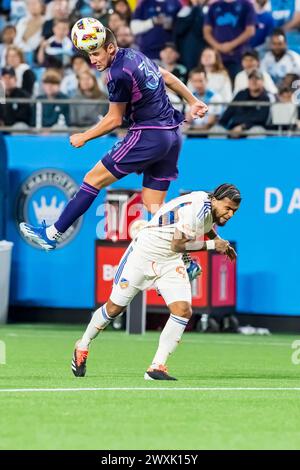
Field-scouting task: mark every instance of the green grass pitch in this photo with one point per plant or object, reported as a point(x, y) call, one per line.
point(38, 357)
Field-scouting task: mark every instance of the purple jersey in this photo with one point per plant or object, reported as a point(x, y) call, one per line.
point(136, 80)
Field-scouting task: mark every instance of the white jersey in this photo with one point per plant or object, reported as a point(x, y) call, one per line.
point(190, 214)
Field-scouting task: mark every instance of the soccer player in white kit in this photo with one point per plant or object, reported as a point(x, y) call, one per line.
point(154, 258)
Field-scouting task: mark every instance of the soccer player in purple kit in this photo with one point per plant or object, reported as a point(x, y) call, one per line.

## Task to complete
A faithful copy is required of the lines from the one with "Field-scouting task: mark every instance of the white" through the last line of the data; please add nothing.

## Expected answer
Field-scouting task: mark every instance of the white jersey in this photo with one point per plant or object, reported as a point(x, y) call, one per line.
point(190, 214)
Field-scouting task: mark every instance of the soccer player in white kit in this photo with one point per plant or object, reported as a point(x, y) call, one per line.
point(154, 258)
Field-scouting task: mark every instance of the soccer player in purple kit in this photo with one point per plant or object, reported as a point(x, y) call, one per line.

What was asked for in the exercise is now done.